EXERCISE DIRECTIONS ▸
Rewrite all the lines of the material below as a numbered list, skipping any blank lines and leaving the pictures out of your answer.

Excerpts of location labeling data
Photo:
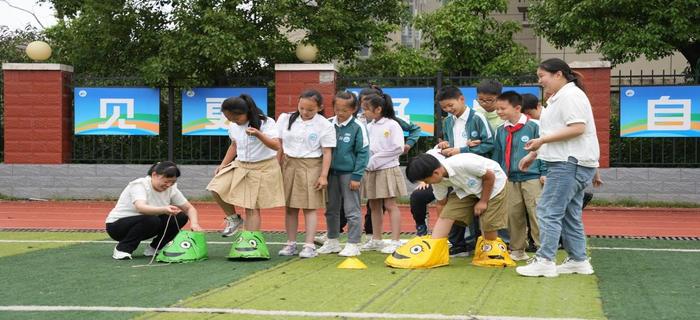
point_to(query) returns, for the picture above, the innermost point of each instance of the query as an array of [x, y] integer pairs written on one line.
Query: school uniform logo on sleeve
[[313, 137]]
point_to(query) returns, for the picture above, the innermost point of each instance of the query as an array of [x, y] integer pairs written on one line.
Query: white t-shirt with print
[[465, 171], [249, 148], [142, 189], [306, 138], [569, 105]]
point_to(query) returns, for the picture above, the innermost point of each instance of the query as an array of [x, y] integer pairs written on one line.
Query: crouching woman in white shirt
[[143, 210]]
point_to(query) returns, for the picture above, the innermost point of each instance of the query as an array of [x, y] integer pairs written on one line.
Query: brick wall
[[37, 113], [292, 79]]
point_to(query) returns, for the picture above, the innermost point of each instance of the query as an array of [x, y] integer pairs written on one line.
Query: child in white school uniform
[[383, 181], [307, 143], [254, 179]]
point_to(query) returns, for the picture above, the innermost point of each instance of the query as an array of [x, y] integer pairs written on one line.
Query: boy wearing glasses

SOLUTION TO THE PROBLEM ▸
1. Photo:
2. point_to(query) returns, for the picture above, the innermost point of each instance of the query as an array of [x, y] integer pairs written on one line.
3. Query: school uniform logo on sleeve
4. [[313, 137]]
5. point_to(query) returns, for the picture above, the innermost point of each instance of the query as an array of [x, y] integer pairs written on one line.
6. Query: white t-shirt with print
7. [[465, 171], [249, 148], [142, 189], [306, 138], [569, 105]]
8. point_to(query) returns, for the picture above, the innermost point of each instance of the query as an array of [x, y] integer pairs written on one line.
9. Query: crouching woman in white shirt
10. [[143, 210]]
11. point_to(query) returns, for the picture above, the innermost point of each instance of the query as an array of [x, y] integer pairs written on one line.
12. Query: brick wall
13. [[37, 113], [292, 79]]
14. point_to(query) returns, for the picture above, the innermost point of each instance of the query as an array of [x, y] integer pairs written on one line.
15. Query: child in white school uniform
16. [[383, 181], [307, 143], [254, 179]]
17. point_to(query) returns, for the picture above, the innermost point of each instance of the query as an array of [x, y] integer pairs written on one line.
18. Query: boy wearing glasses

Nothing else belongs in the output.